_TEXTE:_
==============================

Philippe Parmantier – Vote en ligne

Depuis la première élection officielle sur Internet, organisée par le parti démocrate d’Arizona pour les primaires aux présidentielles en mars 2000, le vote électronique acquiert une crédibilité nouvelle, qui n’est pas sans soulever quelques interrogations.
On peut raisonnablement penser que ce système va se répandre dans nos démocraties, mais avec quelles conséquences ?
Les expérimentations se focalisent beaucoup sur l’élection de la représentation nationale et locale. De ce point de vue le vote a un effet positif puisqu’il contribue à faire chuter le taux des abstentions de façon très significative. Les primaires démocrates ont connu une progression de plus de 600 % de la participation. En outre les économies et la simplification des procédures sont également spectaculaires. Mais on objectera, dans nos vieilles démocraties, que le vote est un geste dont la charge symbolique « nécessite un minimum d’efforts ».
Réduire cet acte essentiel à l’envoi d’un simple signal virtuel est certes perturbant mais tout de même pas inconcevable.

==============================

_DONNÉES:_
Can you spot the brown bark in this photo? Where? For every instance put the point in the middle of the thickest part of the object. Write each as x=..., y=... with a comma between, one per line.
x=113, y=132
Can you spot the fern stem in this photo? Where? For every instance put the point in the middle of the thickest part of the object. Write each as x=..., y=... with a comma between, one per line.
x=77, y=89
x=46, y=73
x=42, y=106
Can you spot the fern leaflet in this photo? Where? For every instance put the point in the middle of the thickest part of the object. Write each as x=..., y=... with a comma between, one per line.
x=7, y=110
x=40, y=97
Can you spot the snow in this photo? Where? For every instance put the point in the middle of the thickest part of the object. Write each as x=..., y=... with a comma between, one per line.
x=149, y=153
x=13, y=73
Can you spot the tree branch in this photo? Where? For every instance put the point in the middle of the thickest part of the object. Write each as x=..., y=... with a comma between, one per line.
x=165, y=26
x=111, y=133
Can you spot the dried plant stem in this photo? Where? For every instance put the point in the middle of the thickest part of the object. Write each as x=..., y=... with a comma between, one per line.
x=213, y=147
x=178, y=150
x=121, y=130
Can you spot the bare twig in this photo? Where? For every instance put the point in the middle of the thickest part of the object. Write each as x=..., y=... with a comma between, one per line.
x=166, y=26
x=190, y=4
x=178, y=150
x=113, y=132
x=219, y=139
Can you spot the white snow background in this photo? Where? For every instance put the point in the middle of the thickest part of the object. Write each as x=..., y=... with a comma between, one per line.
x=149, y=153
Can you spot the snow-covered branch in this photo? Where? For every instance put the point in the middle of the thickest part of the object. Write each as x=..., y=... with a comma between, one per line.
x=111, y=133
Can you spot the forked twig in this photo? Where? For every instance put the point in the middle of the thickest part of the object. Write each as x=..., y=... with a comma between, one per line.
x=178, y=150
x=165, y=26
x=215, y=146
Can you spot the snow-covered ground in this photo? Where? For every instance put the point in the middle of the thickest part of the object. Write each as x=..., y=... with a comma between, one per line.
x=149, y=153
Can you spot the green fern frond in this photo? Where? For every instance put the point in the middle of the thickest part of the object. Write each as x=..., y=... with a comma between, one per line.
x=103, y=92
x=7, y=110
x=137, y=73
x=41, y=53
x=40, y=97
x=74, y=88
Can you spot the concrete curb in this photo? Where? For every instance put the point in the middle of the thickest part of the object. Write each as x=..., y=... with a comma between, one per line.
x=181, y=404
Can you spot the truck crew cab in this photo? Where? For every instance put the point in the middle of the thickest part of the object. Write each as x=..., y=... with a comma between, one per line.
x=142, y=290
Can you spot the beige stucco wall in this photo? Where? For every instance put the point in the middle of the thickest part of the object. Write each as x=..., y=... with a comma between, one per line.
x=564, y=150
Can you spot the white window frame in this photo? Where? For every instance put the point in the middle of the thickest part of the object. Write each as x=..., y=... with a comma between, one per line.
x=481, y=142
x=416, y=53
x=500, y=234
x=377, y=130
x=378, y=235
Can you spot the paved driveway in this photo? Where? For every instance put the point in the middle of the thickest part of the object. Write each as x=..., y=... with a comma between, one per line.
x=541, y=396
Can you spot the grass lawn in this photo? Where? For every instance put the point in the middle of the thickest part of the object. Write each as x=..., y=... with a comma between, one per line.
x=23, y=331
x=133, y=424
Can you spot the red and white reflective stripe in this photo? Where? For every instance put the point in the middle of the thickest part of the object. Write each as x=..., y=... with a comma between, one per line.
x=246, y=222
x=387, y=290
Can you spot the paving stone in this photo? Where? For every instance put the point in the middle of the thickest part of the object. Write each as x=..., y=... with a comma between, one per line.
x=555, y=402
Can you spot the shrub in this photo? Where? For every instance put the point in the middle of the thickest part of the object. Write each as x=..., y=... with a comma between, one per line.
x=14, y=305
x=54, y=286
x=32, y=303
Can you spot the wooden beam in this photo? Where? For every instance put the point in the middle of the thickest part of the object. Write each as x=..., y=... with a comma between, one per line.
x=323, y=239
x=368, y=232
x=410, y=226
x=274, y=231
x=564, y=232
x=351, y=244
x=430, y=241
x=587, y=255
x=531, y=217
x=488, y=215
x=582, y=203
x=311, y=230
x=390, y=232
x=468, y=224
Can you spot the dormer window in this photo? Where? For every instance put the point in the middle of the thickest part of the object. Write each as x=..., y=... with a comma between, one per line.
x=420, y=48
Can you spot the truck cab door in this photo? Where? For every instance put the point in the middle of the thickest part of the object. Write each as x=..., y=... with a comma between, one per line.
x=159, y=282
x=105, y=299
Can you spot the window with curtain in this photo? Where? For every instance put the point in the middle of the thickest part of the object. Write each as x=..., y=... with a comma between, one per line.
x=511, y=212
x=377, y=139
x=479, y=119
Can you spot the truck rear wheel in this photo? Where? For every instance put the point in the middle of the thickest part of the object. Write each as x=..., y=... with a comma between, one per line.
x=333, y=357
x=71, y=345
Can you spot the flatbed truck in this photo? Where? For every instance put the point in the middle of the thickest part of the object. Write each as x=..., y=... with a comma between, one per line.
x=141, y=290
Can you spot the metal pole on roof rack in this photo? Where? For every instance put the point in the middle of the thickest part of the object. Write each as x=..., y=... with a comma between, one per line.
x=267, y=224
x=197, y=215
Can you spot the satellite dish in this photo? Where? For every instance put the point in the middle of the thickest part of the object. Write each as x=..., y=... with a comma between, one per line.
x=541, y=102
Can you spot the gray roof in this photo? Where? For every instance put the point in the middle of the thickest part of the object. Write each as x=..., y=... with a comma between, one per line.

==============================

_CONSIGNE:_
Dressez la liste complète des avantages du vote électronique mentionnés dans le texte sur le vote en ligne.

_RÉPONSE:_
- la forte baisse du taux des abstentions
- les économies
- la simplification des procédures